▶ _Listed records_
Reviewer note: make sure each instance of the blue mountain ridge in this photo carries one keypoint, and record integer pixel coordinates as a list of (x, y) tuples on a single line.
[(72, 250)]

==

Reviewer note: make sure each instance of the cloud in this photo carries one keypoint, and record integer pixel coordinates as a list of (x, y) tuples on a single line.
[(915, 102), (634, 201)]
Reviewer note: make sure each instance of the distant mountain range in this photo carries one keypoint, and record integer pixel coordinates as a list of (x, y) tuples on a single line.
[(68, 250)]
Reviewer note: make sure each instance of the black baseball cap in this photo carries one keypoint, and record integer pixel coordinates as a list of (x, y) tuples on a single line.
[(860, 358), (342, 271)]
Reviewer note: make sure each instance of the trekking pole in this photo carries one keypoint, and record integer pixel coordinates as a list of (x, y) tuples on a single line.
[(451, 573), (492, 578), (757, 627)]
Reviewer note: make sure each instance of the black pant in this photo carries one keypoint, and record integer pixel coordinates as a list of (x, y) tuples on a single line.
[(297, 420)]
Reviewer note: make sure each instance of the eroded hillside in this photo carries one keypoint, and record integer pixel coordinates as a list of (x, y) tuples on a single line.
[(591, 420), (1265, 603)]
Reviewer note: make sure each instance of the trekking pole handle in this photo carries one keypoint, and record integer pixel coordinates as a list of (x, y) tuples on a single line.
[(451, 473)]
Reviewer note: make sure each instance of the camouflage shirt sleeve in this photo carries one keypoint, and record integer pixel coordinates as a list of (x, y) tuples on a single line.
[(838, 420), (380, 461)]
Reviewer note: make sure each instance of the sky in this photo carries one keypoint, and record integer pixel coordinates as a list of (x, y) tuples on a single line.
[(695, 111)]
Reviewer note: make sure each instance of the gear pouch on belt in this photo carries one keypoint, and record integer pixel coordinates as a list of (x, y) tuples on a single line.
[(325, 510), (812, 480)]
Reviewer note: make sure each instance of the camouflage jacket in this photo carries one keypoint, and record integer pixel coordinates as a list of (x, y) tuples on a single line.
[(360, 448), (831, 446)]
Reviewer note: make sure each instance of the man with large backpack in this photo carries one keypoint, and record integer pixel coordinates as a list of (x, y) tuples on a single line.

* * *

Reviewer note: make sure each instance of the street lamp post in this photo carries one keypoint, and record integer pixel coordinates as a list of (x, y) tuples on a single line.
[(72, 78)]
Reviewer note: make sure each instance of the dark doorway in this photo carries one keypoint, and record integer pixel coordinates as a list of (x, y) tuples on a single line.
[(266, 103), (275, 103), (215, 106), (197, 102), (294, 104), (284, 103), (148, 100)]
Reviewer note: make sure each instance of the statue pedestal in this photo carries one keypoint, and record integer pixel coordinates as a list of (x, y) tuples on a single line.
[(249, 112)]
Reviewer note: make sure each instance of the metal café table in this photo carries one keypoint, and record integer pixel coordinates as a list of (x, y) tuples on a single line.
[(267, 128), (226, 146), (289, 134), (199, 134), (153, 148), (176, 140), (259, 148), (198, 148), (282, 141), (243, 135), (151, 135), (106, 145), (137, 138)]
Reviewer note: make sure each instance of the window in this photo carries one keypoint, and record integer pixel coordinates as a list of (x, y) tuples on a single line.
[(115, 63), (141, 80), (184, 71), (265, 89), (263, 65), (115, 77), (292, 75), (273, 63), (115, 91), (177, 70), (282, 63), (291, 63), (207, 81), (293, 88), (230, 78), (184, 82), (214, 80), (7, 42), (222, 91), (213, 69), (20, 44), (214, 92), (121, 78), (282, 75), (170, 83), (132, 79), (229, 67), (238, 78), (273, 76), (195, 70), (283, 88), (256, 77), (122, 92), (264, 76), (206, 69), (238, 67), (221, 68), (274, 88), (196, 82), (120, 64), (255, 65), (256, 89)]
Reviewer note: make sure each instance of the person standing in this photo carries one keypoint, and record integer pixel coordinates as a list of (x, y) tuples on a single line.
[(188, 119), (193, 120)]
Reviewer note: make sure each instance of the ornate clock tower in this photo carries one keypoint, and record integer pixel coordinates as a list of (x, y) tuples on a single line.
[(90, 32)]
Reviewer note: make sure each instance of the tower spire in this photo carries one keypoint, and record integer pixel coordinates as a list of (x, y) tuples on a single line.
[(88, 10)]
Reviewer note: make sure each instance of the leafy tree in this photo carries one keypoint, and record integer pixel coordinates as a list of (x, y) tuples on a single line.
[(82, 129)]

▶ _Assignment_
Reproduce verbatim only the segment of the listing bounded by the line containing "Reviewer note: make sure each instance of the gear" and the line containing "Reviewer note: make sure each instance of the man", with both boundary lines included.

▶ _Result_
Reviewer note: make sure each instance of the gear pouch on belt in this photo carries one keypoint, and record integer pixel coordinates as a list of (x, y) tuples on a single line.
[(325, 510), (812, 480)]
Reviewer note: make sure each instance of the camouflage jacket in this photo carries one keypoint, and record integer pixel coordinates as a list of (x, y) tuples on a single line.
[(360, 448), (831, 446)]
Reviewer note: make sure each instance of the man with large backpack in this photo carries one keypoint, and record integer pixel coordinates as a list of (x, y) tuples on a single line.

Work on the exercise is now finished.